* _Aim of the task_
Retype the records character for character, starting at the line that contains "Locate garage opening." and ending at the last line of the records, with both ends included.

[Stored data entries]

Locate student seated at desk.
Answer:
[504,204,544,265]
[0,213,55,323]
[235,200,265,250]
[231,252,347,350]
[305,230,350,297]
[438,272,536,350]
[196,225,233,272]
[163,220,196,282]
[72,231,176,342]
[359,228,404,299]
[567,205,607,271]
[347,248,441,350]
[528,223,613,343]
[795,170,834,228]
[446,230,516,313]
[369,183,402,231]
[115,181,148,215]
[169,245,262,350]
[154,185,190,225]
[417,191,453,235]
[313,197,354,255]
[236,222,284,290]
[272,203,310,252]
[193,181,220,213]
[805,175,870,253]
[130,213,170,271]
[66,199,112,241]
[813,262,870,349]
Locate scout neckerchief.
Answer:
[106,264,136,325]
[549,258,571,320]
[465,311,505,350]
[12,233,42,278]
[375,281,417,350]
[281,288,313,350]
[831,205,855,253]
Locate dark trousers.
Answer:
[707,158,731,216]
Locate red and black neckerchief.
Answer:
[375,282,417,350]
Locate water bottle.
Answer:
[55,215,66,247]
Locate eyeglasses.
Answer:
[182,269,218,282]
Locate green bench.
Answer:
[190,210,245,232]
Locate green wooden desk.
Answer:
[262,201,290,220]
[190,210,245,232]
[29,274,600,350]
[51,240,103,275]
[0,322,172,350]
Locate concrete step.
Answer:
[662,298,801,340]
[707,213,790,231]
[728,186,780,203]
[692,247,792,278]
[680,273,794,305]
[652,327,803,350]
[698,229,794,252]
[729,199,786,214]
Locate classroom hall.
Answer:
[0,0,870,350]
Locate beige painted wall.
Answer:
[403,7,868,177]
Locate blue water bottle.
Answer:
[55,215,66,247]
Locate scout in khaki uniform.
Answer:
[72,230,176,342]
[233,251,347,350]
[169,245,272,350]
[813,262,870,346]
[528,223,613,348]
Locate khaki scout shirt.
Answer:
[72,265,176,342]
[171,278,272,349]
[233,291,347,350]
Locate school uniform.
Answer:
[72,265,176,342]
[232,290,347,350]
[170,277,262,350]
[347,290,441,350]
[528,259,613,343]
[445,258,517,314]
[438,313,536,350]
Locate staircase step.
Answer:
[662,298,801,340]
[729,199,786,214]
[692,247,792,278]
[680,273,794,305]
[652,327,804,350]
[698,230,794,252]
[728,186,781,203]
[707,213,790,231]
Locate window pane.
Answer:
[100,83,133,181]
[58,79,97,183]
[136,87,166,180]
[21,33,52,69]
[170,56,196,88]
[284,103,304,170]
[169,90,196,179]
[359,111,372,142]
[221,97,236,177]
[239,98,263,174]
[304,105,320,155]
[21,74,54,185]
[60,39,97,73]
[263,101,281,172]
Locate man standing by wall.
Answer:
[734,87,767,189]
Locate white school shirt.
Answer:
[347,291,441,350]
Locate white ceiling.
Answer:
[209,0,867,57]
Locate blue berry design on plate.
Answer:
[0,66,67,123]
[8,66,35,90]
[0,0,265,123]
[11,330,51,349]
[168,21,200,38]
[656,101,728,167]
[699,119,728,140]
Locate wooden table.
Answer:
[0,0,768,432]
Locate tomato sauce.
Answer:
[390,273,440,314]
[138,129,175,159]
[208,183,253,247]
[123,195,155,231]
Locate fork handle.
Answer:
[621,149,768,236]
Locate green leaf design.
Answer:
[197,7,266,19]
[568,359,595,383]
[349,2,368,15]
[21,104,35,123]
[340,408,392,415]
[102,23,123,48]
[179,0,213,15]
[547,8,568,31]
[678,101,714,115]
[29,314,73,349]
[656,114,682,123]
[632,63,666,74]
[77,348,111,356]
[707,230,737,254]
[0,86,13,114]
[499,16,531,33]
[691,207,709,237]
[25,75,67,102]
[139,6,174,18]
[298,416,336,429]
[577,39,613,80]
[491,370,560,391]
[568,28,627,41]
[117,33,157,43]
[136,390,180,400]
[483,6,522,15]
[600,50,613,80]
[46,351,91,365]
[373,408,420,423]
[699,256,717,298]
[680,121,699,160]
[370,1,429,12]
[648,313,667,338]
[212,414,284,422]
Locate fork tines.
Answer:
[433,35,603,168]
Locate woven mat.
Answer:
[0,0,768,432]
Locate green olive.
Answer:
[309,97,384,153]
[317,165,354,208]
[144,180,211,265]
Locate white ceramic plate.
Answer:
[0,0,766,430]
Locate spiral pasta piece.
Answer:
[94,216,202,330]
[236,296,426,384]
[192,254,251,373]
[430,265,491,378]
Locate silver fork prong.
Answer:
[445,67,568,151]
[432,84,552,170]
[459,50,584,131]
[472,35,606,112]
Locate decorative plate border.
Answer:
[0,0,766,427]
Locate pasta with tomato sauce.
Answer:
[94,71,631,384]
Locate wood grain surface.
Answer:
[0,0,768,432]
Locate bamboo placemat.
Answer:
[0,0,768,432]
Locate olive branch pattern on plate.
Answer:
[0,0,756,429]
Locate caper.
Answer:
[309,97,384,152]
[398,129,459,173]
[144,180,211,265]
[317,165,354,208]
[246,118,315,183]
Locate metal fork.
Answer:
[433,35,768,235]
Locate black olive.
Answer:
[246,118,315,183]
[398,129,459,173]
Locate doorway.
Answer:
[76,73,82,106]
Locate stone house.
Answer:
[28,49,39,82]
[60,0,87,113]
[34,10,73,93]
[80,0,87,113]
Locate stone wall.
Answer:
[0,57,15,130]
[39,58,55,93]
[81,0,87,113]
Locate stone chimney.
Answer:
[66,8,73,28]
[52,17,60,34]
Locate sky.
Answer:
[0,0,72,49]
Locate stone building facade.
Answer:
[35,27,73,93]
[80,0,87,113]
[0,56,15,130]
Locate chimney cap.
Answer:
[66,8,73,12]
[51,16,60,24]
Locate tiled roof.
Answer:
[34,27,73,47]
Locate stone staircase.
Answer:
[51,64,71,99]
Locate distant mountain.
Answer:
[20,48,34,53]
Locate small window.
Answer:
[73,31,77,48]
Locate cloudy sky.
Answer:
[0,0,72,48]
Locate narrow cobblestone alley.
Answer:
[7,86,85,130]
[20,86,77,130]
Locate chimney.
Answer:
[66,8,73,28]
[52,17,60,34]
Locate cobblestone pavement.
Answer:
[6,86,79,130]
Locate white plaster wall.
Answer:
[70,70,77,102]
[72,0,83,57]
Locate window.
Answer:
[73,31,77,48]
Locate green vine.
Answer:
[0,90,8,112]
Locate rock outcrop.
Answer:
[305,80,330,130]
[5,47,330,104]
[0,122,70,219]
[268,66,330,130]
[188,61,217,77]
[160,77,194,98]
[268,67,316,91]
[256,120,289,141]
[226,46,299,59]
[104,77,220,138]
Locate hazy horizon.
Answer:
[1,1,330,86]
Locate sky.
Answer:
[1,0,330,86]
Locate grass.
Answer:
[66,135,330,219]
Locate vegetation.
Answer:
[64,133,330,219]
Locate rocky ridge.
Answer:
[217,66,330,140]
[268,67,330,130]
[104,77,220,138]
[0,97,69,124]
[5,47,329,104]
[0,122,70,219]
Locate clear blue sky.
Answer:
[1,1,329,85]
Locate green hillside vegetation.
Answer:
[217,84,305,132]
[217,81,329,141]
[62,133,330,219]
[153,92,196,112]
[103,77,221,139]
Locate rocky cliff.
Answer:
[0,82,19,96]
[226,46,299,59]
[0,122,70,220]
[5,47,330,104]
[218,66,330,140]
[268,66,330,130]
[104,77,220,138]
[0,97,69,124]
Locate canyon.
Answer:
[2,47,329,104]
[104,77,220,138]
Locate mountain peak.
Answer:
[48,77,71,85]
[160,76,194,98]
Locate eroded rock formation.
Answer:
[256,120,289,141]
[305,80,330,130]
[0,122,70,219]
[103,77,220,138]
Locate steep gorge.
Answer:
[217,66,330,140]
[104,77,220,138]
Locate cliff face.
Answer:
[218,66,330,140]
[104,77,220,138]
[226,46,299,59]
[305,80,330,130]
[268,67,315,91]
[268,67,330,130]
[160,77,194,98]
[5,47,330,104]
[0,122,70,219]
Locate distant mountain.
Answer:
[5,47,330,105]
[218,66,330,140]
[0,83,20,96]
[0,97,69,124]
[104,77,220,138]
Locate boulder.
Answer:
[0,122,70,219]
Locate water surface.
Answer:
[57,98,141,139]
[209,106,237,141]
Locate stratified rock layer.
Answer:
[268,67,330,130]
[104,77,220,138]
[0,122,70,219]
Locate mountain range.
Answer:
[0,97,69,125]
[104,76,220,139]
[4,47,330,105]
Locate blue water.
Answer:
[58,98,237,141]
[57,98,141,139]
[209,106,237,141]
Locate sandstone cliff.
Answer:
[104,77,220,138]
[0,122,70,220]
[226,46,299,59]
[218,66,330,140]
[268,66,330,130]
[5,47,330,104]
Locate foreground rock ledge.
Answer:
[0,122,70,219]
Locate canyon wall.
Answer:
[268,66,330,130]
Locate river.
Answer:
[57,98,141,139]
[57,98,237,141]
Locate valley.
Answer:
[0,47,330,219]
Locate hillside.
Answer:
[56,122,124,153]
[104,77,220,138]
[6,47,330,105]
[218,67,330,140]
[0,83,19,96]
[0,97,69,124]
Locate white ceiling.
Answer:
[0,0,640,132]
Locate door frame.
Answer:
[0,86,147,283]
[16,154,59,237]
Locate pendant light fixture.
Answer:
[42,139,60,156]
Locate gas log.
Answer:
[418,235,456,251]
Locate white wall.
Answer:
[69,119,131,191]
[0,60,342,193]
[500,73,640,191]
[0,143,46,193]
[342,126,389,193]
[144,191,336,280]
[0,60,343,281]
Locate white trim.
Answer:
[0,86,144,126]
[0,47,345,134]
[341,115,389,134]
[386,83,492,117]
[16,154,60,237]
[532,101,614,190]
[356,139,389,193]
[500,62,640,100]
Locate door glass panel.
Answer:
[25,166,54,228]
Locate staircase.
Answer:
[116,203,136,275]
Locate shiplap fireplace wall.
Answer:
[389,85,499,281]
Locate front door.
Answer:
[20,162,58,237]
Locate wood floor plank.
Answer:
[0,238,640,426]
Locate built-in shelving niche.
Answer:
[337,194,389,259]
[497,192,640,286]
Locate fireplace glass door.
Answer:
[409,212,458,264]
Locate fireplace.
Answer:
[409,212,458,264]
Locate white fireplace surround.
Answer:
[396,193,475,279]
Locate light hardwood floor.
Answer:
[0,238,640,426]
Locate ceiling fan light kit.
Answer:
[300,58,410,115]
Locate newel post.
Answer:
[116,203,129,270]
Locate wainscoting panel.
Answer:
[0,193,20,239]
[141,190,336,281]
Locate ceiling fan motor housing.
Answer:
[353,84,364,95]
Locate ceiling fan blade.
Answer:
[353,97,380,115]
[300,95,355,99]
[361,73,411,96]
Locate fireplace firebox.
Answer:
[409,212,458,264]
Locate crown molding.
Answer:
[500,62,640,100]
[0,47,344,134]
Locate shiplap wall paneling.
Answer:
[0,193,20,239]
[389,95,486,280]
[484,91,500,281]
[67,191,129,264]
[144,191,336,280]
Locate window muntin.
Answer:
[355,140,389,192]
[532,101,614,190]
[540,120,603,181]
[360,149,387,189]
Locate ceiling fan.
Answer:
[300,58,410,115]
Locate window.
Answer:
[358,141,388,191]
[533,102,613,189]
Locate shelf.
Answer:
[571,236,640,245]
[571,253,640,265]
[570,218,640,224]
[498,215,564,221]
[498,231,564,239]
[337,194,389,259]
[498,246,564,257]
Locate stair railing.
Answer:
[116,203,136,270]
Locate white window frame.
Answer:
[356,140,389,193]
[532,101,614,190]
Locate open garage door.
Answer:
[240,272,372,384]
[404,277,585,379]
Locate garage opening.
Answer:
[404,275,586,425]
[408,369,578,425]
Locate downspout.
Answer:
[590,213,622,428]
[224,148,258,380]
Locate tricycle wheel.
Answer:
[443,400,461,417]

* _Solved exercise_
Locate garage opening.
Answer:
[404,275,586,425]
[408,369,578,425]
Locate downspout.
Answer:
[590,213,622,428]
[224,148,258,380]
Locate tricycle wheel.
Answer:
[443,400,461,417]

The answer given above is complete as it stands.